◆ **Source listing**:
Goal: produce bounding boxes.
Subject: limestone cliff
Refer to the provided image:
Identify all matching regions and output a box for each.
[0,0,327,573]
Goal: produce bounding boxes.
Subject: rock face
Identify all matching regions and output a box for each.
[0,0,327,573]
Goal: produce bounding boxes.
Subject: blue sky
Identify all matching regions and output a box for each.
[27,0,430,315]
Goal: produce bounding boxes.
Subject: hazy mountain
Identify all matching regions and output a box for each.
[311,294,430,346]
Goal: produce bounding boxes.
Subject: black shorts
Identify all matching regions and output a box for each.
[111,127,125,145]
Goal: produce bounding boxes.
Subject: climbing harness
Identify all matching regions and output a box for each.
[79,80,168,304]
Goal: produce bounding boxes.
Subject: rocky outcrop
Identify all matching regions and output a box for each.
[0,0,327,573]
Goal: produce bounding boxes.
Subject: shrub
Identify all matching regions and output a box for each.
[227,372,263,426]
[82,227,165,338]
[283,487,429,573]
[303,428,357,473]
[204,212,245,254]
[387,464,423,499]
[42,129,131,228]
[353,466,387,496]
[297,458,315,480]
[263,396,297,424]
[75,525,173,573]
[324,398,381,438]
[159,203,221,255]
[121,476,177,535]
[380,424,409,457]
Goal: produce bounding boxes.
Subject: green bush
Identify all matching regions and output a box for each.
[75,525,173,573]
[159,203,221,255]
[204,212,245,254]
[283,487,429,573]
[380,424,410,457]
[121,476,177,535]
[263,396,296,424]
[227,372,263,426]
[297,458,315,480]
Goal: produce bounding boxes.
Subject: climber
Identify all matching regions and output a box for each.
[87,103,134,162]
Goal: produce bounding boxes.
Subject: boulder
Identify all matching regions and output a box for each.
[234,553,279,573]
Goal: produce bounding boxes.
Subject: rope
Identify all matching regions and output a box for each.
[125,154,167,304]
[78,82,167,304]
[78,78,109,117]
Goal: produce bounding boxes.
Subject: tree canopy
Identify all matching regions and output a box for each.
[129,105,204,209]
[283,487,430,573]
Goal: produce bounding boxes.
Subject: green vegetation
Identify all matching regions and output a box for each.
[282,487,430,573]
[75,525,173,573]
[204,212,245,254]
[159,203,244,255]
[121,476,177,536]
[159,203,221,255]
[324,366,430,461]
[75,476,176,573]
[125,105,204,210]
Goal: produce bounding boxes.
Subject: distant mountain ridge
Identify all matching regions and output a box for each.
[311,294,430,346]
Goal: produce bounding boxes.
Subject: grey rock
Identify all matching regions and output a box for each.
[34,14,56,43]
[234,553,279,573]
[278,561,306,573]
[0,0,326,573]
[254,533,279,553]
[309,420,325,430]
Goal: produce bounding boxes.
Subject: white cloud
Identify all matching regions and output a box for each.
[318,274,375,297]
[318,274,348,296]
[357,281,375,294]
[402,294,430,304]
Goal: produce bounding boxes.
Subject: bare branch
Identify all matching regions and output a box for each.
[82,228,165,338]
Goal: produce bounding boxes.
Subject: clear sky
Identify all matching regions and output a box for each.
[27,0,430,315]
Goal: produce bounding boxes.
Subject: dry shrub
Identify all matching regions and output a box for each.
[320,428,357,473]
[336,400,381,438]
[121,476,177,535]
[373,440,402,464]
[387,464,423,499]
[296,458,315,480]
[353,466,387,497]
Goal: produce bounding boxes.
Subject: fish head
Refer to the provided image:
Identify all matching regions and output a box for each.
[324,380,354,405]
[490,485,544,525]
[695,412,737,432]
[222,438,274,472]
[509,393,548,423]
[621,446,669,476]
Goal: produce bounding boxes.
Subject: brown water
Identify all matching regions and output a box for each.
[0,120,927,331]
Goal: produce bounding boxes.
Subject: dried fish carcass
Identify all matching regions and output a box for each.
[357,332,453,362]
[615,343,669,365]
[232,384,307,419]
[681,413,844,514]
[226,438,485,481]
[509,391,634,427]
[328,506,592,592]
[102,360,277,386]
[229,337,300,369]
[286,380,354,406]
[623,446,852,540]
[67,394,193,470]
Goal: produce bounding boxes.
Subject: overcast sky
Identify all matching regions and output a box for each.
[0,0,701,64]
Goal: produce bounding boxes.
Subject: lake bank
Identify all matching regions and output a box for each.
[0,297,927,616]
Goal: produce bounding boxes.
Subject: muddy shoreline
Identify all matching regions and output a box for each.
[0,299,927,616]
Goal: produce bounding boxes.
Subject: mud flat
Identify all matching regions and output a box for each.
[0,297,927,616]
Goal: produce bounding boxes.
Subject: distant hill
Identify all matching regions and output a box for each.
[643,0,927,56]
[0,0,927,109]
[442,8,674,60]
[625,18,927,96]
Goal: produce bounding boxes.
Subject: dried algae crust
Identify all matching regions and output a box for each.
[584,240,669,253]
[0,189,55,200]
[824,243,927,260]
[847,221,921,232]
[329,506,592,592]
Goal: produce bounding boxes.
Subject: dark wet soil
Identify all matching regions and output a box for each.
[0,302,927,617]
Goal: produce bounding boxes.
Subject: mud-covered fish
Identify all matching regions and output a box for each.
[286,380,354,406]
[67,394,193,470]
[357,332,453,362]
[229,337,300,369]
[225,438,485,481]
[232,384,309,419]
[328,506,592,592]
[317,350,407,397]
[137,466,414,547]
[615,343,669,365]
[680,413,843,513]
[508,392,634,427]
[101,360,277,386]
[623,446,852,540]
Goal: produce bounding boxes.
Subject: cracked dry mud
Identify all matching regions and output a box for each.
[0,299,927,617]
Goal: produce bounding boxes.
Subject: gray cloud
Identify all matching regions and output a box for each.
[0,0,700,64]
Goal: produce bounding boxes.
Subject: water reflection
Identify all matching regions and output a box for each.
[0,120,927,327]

◆ **Exercise prompt**: Render every line of the listing above as a JSON array of strings, one string per line, omitting blank lines.

◆ **Response below**:
[
  "Goal: produce bounding boxes.",
  "Subject: limestone cliff",
  "Refer to the provided image:",
  "Identify all matching regions and output a box for each.",
  "[0,0,327,573]",
  "Goal: produce bounding boxes.",
  "Subject: rock face",
  "Identify all matching regions and output a box for each.",
  "[0,0,327,573]",
  "Goal: produce bounding boxes.",
  "Subject: blue sky",
  "Identify all matching regions and output a box for each.",
  "[27,0,430,315]",
  "Goal: produce bounding boxes.",
  "Subject: hazy mountain",
  "Identify all matching regions and output a box for each.",
  "[311,294,430,346]",
  "Goal: produce bounding boxes.",
  "Subject: black shorts",
  "Identify all matching regions and output a box for each.",
  "[111,127,125,145]",
  "Goal: produce bounding boxes.",
  "Subject: climbing harness",
  "Identify all matching regions and output a box for each.",
  "[79,80,168,304]",
  "Goal: produce bounding boxes.",
  "Subject: rocky outcrop",
  "Identify all matching regions and output a box for each.",
  "[0,0,327,573]",
  "Goal: produce bounding boxes.",
  "Subject: shrub",
  "Identify all matching regions and output a box for each.",
  "[227,372,263,426]",
  "[82,227,165,338]",
  "[283,487,429,573]",
  "[303,428,357,473]",
  "[204,212,245,254]",
  "[387,464,423,499]",
  "[42,129,131,228]",
  "[353,466,387,496]",
  "[297,458,315,480]",
  "[263,396,297,424]",
  "[75,525,173,573]",
  "[324,398,381,438]",
  "[159,203,221,255]",
  "[121,476,177,535]",
  "[380,424,409,457]",
  "Goal: produce bounding boxes.",
  "Subject: green bush",
  "Identify all matching regions and output a box for each.",
  "[75,525,173,573]",
  "[159,203,221,255]",
  "[204,212,245,254]",
  "[283,487,429,573]",
  "[380,424,410,457]",
  "[121,476,177,535]",
  "[263,396,296,424]",
  "[227,372,263,426]",
  "[297,458,315,480]",
  "Goal: produce bounding boxes.",
  "Subject: climber",
  "Identify all matching regions and output a box for each.",
  "[87,103,134,162]",
  "Goal: produce bounding boxes.",
  "Subject: boulder",
  "Identify all matching regions and output a box for each.",
  "[234,553,279,573]",
  "Goal: produce bounding boxes.",
  "Subject: rope",
  "Identify all matching regions and output a box for each.",
  "[125,154,167,304]",
  "[78,82,167,304]",
  "[78,78,109,117]",
  "Goal: produce bounding boxes.",
  "Subject: tree canopy",
  "Identify all matching regions and output a box for each.",
  "[129,105,204,209]",
  "[283,487,430,573]",
  "Goal: produce bounding boxes.",
  "Subject: green vegetation",
  "Identify all matching regions and output a box for each.",
  "[282,487,430,573]",
  "[75,525,173,573]",
  "[204,212,245,254]",
  "[159,203,244,255]",
  "[121,476,177,536]",
  "[159,203,221,255]",
  "[324,366,430,461]",
  "[75,476,176,573]",
  "[125,105,204,210]",
  "Goal: produce bounding boxes.",
  "Subject: distant mountain ridge",
  "Identify all matching regions and output a box for each.",
  "[311,294,430,346]",
  "Goal: produce bounding boxes.",
  "Subject: grey rock",
  "Identify all matching regions and output a box for each.",
  "[34,14,56,43]",
  "[234,553,279,573]",
  "[278,561,306,573]",
  "[0,0,326,573]",
  "[254,533,279,553]",
  "[309,420,325,430]",
  "Goal: produce bounding boxes.",
  "Subject: white cloud",
  "Identify all matching regions and output a box for each.",
  "[318,274,375,297]",
  "[318,274,348,296]",
  "[357,281,375,294]",
  "[402,294,430,304]",
  "Goal: produce bounding boxes.",
  "Subject: bare branch",
  "Identify all matching regions and output a box for each.",
  "[82,228,165,338]",
  "Goal: produce bounding boxes.",
  "Subject: clear sky",
  "Identify all matching regions and output a box for each.",
  "[27,0,430,315]",
  "Goal: produce bounding boxes.",
  "Subject: dry shrub",
  "Identify all matching regions and output a box for each.",
  "[320,428,357,473]",
  "[336,400,381,438]",
  "[121,476,177,535]",
  "[373,440,402,464]",
  "[387,464,423,499]",
  "[296,458,315,480]",
  "[353,466,387,497]",
  "Goal: produce bounding boxes.",
  "Subject: fish head",
  "Refer to the provided image:",
  "Identify all matching regions and output a box for each.",
  "[324,380,354,405]",
  "[490,485,544,525]",
  "[695,412,737,432]",
  "[222,438,274,472]",
  "[509,393,548,423]",
  "[621,446,669,476]",
  "Goal: produce bounding boxes.",
  "Subject: brown water",
  "Identify all matching regions and output a box for each.",
  "[0,120,927,331]",
  "Goal: produce bounding boxes.",
  "Subject: dried fish carcass",
  "Identify all matching regions and output a box for each.",
  "[357,332,453,362]",
  "[615,343,669,365]",
  "[232,384,307,419]",
  "[681,413,844,514]",
  "[226,438,485,481]",
  "[509,391,634,427]",
  "[328,506,592,592]",
  "[102,360,277,386]",
  "[229,337,300,369]",
  "[286,380,354,406]",
  "[623,446,852,540]",
  "[67,394,193,470]",
  "Goal: produce bounding boxes.",
  "Subject: overcast sky",
  "Identify all matching regions and output a box for each.",
  "[0,0,701,64]",
  "Goal: produce bounding boxes.",
  "Subject: lake bank",
  "Identify all matching regions and output a box for each.",
  "[0,297,927,616]",
  "Goal: produce bounding boxes.",
  "Subject: muddy shoreline",
  "Identify all matching regions and output a box for each.",
  "[0,299,927,616]",
  "Goal: produce bounding boxes.",
  "Subject: mud flat",
  "Identify all matching regions and output a box for each.",
  "[0,297,927,616]",
  "Goal: produce bounding boxes.",
  "Subject: distant hill",
  "Identify all matching regions and output a box for each.",
  "[643,0,927,56]",
  "[0,0,927,109]",
  "[442,8,674,60]",
  "[625,18,927,96]",
  "Goal: produce bounding boxes.",
  "Subject: dried algae crust",
  "Identify all matching regions and output a box for each.",
  "[584,240,669,253]",
  "[0,189,55,200]",
  "[824,243,927,260]",
  "[847,221,921,232]",
  "[329,506,592,592]",
  "Goal: produce bounding boxes.",
  "Subject: dark wet soil",
  "Identify all matching regions and output a box for each.",
  "[0,302,927,617]",
  "Goal: produce bounding boxes.",
  "Subject: mud-covered fish",
  "Identify all matching regions and output a box for each.",
  "[286,380,354,406]",
  "[67,394,193,470]",
  "[357,332,453,362]",
  "[229,337,300,369]",
  "[225,438,485,481]",
  "[232,384,309,419]",
  "[328,506,592,592]",
  "[317,350,407,397]",
  "[137,466,414,547]",
  "[615,343,669,365]",
  "[680,413,843,513]",
  "[508,392,634,427]",
  "[101,360,277,386]",
  "[623,446,852,540]",
  "Goal: produce bounding boxes.",
  "Subject: cracked dry mud",
  "Identify all matching regions and output a box for each.",
  "[0,299,927,617]",
  "Goal: produce bounding boxes.",
  "Subject: gray cloud",
  "Identify all matching regions and output a box for each.",
  "[0,0,700,64]",
  "Goal: produce bounding boxes.",
  "Subject: water reflection",
  "Identify all matching regions and output a box for each.",
  "[0,120,927,327]"
]